- [SUPPLIED MATERIAL]
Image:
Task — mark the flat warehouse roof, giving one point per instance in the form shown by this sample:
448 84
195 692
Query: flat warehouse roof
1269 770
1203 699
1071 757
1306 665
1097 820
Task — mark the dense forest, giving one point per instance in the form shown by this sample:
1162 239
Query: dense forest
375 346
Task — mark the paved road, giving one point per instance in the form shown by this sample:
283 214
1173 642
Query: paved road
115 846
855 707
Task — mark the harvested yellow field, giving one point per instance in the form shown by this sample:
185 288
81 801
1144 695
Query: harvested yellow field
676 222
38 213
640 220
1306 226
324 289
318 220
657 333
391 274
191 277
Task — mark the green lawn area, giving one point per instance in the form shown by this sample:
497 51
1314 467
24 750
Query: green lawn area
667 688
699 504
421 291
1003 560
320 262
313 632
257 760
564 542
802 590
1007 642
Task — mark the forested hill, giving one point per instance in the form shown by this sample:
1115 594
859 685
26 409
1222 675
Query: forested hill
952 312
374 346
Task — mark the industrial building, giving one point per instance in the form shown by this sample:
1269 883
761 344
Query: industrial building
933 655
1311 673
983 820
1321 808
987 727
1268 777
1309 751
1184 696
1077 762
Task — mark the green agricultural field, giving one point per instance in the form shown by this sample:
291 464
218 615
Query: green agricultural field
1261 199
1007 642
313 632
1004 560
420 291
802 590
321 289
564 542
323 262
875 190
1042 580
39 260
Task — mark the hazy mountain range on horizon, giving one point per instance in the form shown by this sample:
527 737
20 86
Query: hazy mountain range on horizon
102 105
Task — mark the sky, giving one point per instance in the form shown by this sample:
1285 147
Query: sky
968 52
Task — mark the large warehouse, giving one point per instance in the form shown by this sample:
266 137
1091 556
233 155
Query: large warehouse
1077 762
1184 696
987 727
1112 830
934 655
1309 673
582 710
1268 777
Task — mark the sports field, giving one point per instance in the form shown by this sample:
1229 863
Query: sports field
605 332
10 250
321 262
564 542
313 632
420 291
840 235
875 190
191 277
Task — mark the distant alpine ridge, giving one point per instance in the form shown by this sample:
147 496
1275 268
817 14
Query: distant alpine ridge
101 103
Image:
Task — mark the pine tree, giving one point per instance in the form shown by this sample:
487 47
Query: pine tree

- [EXERCISE DIRECTIONS] Word for word, repeat each entry shown above.

- [SOLUTION TO THIS PROBLEM]
Image:
Task — mark the flat warehouse roof, giving one point per instance in the form shown by this sample:
448 84
195 692
Query: flat warehouse roof
1269 770
1203 699
1071 757
1306 665
1097 820
Task — mark the dense forest, giving one point per instance in the form shown by this sample:
1162 239
Query: dense forest
375 346
Task — mark the paved road, giving one point per instance in the form shown by this sample:
283 214
1173 642
Query: paved road
115 846
855 707
Task — mark the harvested yellow field, giving one point per instance in the form shown by this sample:
185 288
81 801
1144 695
Query: harvested yellow field
676 222
38 213
640 220
1306 226
324 289
318 220
657 333
391 274
191 277
Task — mark the green lawn area, giving one point per instance in the form shown by this sample:
497 51
1314 467
24 750
Query: green lawn area
667 688
699 504
421 291
1003 560
320 262
313 632
257 760
564 542
802 590
1007 642
Task — mark the forested hill, giving one point per instance in the form shown by this sample:
1115 594
859 685
26 409
1222 675
Query: forested hill
952 312
374 346
Task — mark the industrial building, giving one point per instance in the form shown by this sample:
1269 883
761 344
Query: industrial building
933 655
1311 673
983 820
1321 808
987 727
1268 777
1309 751
1184 696
1077 762
Task — mark the green agricultural field, giving one point per instance in the form shown by this sample:
291 464
218 615
Query: green agricultural field
1261 199
1007 642
313 632
1004 560
420 291
802 590
321 289
564 542
323 262
875 190
1042 580
39 260
Task — mark the hazy mountain range on horizon, giving one point per instance in the form shown by this sample:
527 737
20 86
Query: hazy mountain range on horizon
102 105
Task — mark the sky, giving one point per instance in the form shown by this sample:
1285 147
Query: sky
968 52
Task — mark the large warehouse, giving one point per instance in the form shown by this sample:
266 137
1091 556
233 155
Query: large warehouse
1077 762
1184 696
987 727
1112 830
934 655
1309 673
582 710
1268 777
Task — mark the sports field, giving one point per instance in the form shown by this sample:
1229 863
Query: sports field
605 332
10 250
321 262
564 542
313 632
420 291
840 235
875 190
191 277
Task — mark the distant alpine ridge, giving one point per instance in the form shown by this sample:
147 496
1275 268
817 14
Query: distant alpine ridge
101 103
Image:
Task — mark the pine tree, giving one point per instance in the form shown by this sample:
487 47
Query: pine tree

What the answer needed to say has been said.